→ Text segment:
——————

Electric vehicle boom means charging infrastructure investment needed

Electric Vehicles (EV) adoption is growing and recent government adoption mandates around the world have brought forward anticipated demand. Regulators worldwide are defining more stringent emissions targets.

The European Union presented its “Fit for 55” program, which aligns climate, energy, land use, transport, and taxation policies to reduce net greenhouse gas emissions by at least 55% by 2030. The Biden administration also introduced a 50% electric vehicle (EV) target for 2030. 

In New South Wales, Australia’s largest state, the government recently published its strategy to increase EV sales to 52% by 2030–31 and help NSW achieve net-zero emissions by 2050.

Carbon conscious consumers are also changing their transport behaviour

Consumer behaviour and awareness are changing as more people accept alternative and sustainable mobility modes. Inner city trips with shared bicycles and e-scooters have risen 60% year-over-year and the latest McKinsey consumer survey suggests average bicycle use (shared and private) may increase more than 10% in the post-pandemic world compared with pre-pandemic levels.

Consumers also are becoming more open to shared mobility options. More than 20% of Germans surveyed say they already use ride-pooling services (6 % do so at least once per week), which can help reduce vehicle miles traveled and emissions (See also “Shared mobility: Where it stands, where it’s headed,” August 2021).

EV growth will usher in an entire ecosystem opportunity

Electrification will play an important role in the transformation of the mobility industry and presents major opportunities in all vehicle segments, although the pace and extent of change will differ.

To ensure the fast, widespread adoption of electric mobility, launching new EVs in the market is an important first step. But here’s the thing, its not just about the EV market. The entire mobility ecosystem must work to make the transformation successful, from EV manufacturers and suppliers to lenders, dealers, energy providers, and charging station operators—to name only a few.

One of the things I’m watching closely is how far behind the charging infrastructure is at the current moment.

——————

→ Source data:
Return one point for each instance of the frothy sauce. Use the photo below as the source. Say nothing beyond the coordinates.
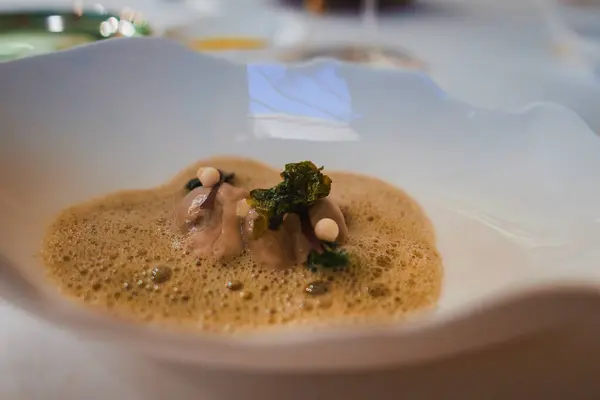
(123, 253)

——————

→ Activities:
[1] List every participant in the mobility ecosystem that the article on electric vehicle charging infrastructure names.
[2] According to the article on electric vehicle charging infrastructure, what share of EV sales does the New South Wales government aim to reach by 2030–31?
[3] Continue the article on electric vehicle charging infrastructure from its final sentence.

→ Responses:
[1] EV manufacturers, suppliers, lenders, dealers, energy providers, charging station operators

[2] 52%

[3]
Charging infrastructure boom is yet to emerge, but its coming

While first-generation EV buyers relied mainly on private charging, the next generation will depend on public charging. According to McKensey, More than 50% of Europeans will be living in multifamily homes without private charger access, and public chargers will ensure practicality of EVs for long-distance trips, which prospective EV buyers still consider a main concern.

Regulatory processes to install chargers in private homes require simplification and production capacity for wall boxes must increase. The apartment building I currently live in is a perfect example. There are more owners with EV’s, yet the market doesn’t yet have a clear plan on how to move forward in preparing our building for individual charging needs.

McKensey estimate the industry needs to install more than 15,000 chargers per week by 2030 within the European Union. Simplified regulations are needed to facilitate charger siting, since it can currently take up to three years to obtain approval for grid extensions for a fast-charging station. Ensuring the EU-wide coverage of public charging is essential to avoid having chargers located only in profitable locations.

The NSW Government says it will invest $171 million over the next four years to “…ensure widespread, world-class EV charging coverage so current and future EV drivers can be confident they can drive their vehicles whenever and wherever they need to…”

But that number is only a tiny portfolio of private charging capacity needed.